(Entries taken from a collection)
-*-*-
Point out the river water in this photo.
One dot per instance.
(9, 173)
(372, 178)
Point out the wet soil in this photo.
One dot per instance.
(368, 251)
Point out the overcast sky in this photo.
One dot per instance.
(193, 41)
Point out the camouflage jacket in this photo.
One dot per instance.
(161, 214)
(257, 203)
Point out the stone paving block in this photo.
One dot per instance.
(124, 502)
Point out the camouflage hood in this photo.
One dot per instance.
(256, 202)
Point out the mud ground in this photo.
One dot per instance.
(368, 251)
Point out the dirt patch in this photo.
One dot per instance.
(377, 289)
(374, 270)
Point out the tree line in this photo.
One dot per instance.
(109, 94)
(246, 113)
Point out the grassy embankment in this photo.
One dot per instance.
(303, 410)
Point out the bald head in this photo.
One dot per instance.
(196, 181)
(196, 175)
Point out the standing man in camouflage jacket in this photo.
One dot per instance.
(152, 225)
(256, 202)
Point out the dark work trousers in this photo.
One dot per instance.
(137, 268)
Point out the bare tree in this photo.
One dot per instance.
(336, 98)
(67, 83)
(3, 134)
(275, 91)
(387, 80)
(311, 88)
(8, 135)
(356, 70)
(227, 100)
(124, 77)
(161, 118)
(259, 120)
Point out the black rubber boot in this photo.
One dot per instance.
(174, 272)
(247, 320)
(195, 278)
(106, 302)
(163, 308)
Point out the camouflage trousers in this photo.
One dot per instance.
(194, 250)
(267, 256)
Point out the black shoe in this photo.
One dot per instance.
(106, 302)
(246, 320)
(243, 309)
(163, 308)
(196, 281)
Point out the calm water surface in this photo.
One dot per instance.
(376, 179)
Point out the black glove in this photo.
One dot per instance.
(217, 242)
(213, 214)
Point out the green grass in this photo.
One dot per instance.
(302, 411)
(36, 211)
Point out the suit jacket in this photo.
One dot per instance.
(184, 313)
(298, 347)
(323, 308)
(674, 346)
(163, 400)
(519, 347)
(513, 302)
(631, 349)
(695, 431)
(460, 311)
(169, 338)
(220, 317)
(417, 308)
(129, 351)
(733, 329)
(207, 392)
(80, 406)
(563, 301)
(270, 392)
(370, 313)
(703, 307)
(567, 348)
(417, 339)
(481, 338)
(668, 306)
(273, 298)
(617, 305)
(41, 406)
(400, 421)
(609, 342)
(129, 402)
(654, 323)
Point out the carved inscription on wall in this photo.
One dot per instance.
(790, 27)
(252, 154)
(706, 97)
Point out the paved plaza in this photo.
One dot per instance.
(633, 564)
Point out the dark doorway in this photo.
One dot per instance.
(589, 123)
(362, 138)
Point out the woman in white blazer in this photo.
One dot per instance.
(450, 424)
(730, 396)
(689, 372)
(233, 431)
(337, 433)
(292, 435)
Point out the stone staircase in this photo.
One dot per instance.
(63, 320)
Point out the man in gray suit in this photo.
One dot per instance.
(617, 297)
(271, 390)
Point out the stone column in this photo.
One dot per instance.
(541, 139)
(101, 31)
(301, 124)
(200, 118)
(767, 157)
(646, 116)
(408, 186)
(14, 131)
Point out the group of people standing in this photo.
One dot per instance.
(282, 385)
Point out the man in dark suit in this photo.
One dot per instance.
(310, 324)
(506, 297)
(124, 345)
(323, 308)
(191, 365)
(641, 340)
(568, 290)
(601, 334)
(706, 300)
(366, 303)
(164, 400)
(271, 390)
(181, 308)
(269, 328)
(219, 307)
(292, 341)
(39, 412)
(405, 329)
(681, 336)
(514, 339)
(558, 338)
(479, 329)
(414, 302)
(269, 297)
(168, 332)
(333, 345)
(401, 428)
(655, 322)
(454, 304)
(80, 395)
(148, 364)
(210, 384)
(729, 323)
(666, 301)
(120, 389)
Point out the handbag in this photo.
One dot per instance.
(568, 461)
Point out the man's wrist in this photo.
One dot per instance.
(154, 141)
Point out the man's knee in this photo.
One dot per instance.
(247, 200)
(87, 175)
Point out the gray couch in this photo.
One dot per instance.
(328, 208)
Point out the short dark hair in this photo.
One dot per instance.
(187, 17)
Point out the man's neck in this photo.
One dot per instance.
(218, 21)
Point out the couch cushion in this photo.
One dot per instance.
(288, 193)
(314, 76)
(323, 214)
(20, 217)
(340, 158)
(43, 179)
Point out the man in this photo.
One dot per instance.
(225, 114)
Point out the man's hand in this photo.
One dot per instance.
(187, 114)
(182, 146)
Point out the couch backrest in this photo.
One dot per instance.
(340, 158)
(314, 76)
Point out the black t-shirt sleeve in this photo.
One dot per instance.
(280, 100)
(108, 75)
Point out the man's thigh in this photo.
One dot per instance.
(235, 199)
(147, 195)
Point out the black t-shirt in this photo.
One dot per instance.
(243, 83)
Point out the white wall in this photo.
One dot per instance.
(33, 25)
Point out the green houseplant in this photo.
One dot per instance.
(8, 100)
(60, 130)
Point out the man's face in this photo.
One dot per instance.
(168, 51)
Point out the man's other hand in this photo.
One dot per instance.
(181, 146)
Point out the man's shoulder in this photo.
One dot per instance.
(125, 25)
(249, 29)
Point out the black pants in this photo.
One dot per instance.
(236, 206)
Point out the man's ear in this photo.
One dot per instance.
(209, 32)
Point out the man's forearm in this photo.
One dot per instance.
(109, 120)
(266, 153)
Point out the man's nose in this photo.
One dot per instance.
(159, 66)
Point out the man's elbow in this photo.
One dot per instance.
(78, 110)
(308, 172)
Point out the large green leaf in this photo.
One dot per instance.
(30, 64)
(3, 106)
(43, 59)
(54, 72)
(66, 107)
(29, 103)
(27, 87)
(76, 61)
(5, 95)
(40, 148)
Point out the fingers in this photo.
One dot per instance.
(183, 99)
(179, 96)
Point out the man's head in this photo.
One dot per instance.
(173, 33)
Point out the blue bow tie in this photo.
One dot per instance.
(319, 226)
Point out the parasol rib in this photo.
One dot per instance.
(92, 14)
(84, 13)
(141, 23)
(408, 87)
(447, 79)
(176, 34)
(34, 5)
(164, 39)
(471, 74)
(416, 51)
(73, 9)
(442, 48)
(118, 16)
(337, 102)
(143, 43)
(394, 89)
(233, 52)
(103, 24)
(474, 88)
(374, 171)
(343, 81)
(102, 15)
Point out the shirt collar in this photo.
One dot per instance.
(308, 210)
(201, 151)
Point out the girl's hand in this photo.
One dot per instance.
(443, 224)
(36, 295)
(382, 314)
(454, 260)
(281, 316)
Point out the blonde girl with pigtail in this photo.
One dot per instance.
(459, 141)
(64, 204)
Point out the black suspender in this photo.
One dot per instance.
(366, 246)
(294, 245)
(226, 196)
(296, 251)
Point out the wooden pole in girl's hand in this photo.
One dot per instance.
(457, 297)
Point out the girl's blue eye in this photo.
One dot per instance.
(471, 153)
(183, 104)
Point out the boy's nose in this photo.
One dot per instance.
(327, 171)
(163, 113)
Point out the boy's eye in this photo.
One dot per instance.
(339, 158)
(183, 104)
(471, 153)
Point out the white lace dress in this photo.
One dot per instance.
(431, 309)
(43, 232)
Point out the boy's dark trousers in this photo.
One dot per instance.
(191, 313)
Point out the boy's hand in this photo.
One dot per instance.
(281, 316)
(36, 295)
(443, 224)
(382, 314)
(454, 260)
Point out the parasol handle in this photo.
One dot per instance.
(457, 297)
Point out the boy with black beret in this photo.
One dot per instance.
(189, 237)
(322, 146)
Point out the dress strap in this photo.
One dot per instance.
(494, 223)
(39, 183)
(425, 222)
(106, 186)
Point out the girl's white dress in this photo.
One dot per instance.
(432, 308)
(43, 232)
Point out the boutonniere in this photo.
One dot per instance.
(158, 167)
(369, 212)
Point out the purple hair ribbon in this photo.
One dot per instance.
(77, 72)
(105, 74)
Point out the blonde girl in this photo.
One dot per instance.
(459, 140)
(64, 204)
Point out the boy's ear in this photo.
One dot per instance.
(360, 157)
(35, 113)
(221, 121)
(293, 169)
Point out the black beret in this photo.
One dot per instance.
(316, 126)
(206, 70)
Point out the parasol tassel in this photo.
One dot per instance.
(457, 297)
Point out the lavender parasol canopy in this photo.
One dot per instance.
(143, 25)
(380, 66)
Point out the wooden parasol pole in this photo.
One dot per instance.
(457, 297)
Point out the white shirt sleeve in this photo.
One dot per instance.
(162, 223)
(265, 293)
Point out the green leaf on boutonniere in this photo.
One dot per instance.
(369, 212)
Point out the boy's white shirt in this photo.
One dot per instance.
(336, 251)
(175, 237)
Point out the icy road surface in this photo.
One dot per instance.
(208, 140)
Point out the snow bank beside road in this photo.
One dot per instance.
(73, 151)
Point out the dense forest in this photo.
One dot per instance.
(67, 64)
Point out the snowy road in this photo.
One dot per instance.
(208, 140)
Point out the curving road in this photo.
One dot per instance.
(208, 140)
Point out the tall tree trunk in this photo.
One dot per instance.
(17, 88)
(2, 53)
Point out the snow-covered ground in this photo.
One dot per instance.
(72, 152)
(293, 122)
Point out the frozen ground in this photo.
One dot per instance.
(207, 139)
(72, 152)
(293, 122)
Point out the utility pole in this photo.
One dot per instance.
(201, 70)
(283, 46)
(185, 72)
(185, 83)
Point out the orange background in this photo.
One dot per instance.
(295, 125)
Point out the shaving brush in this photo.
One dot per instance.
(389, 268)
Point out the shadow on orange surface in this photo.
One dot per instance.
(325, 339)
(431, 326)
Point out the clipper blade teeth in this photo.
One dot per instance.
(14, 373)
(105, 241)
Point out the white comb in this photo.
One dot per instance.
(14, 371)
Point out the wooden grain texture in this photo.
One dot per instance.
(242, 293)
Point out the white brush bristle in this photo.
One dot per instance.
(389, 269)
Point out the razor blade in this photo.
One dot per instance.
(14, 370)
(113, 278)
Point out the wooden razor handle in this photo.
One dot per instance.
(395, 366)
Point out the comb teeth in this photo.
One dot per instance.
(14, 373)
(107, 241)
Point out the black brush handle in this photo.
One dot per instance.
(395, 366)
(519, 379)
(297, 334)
-*-*-
Short task: Extract, verbatim, the lines from the one containing "Point out the utility pole in this photo." through the last line of the listing above.

Solved problem:
Point out the utility pole in this photo.
One dot per instance.
(201, 70)
(283, 46)
(185, 72)
(185, 83)
Point out the orange background in this photo.
One dot per instance.
(295, 125)
Point out the shaving brush in this photo.
One dot per instance.
(389, 268)
Point out the shadow on orange surface in this photo.
One dot per instance.
(325, 339)
(431, 326)
Point out the clipper blade teeth in this photo.
One dot per instance.
(14, 373)
(105, 241)
Point out the white comb in this photo.
One dot per instance.
(14, 371)
Point out the wooden grain texture in this photo.
One dot per instance.
(242, 293)
Point out the white brush bristle in this photo.
One dot per instance.
(389, 269)
Point out the razor blade in this photo.
One dot per instance.
(14, 370)
(113, 278)
Point out the wooden razor handle in this photo.
One dot per instance.
(395, 366)
Point out the comb teeth in this photo.
One dot per instance.
(14, 373)
(107, 241)
Point out the black brush handle in this photo.
One dot per instance.
(395, 366)
(519, 379)
(297, 334)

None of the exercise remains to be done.